* Data entries:
— START —

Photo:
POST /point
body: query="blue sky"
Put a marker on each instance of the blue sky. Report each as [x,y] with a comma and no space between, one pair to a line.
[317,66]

— END —

* Given instruction:
Go through the listing and copy all of it exactly.

* Response to the task:
Photo:
POST /point
body: query="blue sky"
Put a marker on each instance of the blue sky. Report each as [x,y] with a comma and no space between, one pair to a line.
[317,66]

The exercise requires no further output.